*** Given records

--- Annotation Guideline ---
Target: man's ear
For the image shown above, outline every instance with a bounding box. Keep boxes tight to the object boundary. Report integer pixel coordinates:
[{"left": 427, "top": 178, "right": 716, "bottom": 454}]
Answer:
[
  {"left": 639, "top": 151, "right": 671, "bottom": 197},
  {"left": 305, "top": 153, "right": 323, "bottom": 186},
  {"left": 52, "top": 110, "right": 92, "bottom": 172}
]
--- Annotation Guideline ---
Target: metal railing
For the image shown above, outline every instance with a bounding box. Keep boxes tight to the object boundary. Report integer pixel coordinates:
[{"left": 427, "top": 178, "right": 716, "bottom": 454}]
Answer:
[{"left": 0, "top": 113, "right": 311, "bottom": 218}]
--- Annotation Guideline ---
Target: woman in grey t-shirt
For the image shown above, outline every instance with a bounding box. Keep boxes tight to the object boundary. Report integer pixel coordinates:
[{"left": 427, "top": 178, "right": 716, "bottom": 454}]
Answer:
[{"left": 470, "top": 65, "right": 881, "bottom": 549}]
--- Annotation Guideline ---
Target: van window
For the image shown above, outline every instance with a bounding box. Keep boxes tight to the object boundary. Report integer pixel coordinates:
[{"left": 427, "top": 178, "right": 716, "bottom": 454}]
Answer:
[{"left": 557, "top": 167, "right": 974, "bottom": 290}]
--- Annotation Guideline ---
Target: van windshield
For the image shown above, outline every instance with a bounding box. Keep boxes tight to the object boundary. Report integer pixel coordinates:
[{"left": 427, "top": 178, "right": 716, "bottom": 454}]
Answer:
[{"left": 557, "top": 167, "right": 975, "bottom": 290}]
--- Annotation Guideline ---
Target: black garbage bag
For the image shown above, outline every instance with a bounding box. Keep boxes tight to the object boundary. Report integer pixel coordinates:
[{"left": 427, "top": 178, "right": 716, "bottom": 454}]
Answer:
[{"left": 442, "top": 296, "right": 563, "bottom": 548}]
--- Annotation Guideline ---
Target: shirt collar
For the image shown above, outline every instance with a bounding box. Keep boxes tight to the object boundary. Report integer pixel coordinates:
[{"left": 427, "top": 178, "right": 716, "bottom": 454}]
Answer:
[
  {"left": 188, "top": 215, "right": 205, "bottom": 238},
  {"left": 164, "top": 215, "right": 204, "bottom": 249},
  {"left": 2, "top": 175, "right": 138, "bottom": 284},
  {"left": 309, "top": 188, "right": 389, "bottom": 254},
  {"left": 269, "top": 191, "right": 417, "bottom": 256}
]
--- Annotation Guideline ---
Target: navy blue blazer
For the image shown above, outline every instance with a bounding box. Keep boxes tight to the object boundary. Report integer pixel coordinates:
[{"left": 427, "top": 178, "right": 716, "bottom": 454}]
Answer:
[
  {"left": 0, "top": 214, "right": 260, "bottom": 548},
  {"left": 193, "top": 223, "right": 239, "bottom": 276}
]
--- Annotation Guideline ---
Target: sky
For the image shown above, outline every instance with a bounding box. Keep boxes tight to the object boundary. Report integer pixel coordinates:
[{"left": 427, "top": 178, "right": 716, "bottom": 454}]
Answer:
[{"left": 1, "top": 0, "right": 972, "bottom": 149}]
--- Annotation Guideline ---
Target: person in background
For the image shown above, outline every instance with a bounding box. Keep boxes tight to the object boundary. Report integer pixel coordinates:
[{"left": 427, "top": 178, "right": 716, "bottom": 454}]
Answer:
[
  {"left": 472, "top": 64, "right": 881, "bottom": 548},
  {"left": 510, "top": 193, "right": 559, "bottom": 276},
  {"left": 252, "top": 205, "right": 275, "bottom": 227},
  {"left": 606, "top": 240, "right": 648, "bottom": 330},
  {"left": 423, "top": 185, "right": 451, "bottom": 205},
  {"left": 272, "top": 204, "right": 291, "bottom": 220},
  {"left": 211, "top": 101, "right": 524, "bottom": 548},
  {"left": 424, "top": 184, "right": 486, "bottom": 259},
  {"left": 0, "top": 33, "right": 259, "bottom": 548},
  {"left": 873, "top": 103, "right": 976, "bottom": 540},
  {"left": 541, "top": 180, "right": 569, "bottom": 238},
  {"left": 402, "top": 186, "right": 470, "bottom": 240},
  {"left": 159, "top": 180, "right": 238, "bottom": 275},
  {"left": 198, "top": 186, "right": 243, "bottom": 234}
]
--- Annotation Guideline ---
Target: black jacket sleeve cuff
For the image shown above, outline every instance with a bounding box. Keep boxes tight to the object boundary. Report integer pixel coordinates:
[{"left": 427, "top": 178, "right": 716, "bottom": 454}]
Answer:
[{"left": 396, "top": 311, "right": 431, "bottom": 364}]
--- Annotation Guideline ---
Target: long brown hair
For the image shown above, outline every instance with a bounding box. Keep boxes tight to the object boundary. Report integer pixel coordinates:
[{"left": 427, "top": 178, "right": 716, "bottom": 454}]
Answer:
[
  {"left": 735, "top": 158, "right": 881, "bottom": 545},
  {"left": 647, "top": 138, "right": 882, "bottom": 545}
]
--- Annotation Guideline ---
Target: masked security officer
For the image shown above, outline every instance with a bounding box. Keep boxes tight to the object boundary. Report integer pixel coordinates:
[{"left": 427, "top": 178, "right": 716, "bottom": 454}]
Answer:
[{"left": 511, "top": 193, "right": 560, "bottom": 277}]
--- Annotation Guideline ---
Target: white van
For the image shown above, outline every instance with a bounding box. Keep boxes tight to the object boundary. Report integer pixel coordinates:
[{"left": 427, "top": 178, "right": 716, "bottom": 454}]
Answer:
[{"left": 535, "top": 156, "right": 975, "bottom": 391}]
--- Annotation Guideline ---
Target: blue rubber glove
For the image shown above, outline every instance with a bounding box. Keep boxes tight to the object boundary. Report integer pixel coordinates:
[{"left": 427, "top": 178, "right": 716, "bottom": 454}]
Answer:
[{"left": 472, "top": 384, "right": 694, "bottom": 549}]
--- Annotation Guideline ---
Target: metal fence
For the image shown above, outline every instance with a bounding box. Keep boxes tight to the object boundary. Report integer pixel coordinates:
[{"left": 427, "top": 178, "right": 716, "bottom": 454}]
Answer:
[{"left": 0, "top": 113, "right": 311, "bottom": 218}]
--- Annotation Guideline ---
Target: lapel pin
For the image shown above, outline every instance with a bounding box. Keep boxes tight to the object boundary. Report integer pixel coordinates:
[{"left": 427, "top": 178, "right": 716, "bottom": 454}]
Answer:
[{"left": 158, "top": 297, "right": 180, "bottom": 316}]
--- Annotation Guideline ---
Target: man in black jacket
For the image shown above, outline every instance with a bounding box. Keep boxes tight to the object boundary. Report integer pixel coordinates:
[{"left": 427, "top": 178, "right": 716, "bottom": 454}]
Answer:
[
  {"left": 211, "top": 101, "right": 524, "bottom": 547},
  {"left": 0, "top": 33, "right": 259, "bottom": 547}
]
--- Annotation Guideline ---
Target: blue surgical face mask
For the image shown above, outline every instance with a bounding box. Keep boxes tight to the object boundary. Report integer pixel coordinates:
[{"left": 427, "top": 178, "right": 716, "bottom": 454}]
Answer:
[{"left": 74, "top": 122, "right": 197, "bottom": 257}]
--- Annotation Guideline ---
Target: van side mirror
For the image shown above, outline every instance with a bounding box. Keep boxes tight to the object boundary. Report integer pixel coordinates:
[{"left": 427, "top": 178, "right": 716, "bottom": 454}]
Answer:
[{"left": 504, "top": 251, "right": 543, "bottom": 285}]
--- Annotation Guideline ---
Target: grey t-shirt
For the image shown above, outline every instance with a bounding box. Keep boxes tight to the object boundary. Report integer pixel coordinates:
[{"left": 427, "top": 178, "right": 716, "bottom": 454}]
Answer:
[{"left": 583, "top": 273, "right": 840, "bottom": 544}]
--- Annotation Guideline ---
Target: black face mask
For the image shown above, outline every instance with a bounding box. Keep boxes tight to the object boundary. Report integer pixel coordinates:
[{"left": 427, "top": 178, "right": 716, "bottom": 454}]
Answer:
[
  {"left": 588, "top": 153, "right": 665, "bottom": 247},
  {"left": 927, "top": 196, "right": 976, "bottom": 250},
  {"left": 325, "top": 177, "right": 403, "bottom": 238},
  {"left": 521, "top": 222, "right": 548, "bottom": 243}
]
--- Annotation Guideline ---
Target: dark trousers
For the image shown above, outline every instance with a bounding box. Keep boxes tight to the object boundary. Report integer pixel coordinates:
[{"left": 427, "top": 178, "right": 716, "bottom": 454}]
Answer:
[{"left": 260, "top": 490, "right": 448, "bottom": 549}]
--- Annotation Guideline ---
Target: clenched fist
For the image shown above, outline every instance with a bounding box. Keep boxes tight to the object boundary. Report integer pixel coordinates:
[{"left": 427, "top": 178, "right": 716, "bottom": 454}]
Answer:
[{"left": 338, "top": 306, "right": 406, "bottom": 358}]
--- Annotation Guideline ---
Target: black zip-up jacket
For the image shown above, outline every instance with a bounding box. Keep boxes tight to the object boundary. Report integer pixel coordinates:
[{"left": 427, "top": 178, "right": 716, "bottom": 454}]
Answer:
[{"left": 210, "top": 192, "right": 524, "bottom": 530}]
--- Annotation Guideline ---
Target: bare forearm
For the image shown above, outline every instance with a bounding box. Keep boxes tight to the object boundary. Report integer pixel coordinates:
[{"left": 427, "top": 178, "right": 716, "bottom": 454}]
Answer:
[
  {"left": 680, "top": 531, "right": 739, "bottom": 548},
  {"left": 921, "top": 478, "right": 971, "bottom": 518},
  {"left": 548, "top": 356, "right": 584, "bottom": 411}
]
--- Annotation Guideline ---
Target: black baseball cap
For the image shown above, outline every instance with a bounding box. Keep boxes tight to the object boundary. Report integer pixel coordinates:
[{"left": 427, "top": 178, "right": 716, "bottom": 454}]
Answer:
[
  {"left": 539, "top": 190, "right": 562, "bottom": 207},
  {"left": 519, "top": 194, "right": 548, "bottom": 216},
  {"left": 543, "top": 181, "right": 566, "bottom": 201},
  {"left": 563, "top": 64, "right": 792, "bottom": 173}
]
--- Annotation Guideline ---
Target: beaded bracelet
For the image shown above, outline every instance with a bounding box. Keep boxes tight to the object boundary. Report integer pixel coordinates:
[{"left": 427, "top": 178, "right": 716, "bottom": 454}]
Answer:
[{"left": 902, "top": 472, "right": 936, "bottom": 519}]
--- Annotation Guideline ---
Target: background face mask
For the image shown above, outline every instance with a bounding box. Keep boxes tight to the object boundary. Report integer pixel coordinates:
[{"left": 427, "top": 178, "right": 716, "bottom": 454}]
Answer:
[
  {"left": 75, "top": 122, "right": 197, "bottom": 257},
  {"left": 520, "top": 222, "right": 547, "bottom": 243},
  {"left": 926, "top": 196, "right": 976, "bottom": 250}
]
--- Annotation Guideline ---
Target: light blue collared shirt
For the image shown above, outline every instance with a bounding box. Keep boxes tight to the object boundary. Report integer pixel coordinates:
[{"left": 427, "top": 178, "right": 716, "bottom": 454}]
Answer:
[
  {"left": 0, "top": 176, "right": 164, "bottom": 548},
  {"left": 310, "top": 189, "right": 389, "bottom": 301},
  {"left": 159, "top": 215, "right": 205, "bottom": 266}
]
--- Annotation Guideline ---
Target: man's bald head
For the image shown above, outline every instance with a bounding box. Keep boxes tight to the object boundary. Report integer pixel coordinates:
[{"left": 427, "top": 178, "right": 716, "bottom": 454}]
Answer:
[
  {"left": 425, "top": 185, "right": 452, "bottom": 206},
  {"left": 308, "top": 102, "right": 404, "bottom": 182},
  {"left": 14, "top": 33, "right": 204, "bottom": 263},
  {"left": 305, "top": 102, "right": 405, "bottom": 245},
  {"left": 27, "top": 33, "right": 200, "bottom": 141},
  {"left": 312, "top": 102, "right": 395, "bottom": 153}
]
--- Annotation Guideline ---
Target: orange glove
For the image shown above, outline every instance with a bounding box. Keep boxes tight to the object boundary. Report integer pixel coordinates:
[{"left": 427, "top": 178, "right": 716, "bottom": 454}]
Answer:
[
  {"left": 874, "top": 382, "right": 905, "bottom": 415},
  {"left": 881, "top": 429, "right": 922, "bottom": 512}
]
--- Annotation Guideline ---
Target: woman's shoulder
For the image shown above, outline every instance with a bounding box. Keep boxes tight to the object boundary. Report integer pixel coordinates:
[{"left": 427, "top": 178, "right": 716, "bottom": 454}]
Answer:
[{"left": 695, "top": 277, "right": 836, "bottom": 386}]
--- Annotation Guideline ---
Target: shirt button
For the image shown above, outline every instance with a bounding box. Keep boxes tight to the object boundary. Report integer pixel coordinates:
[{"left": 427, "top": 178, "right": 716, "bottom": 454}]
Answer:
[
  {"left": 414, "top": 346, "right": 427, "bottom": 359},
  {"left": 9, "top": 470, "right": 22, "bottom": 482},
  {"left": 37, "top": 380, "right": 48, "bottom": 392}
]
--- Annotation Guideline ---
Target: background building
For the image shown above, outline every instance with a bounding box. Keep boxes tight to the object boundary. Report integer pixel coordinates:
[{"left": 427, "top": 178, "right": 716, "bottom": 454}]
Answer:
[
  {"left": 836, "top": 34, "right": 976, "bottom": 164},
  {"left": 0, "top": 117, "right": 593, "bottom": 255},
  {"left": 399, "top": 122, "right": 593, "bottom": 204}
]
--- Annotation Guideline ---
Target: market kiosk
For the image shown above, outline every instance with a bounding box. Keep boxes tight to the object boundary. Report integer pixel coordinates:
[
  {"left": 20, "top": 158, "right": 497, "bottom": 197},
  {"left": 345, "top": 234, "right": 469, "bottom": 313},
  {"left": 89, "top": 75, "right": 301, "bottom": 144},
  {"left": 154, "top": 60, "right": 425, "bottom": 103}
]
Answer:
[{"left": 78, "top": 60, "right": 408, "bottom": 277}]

******

## What you should do
If a line in the entries contains "black", copy it.

## Solution below
Target: black garbage bag
Target: black jacket sleeve cuff
Target: man in black jacket
Target: black face mask
Target: black zip-up jacket
Target: black baseball cap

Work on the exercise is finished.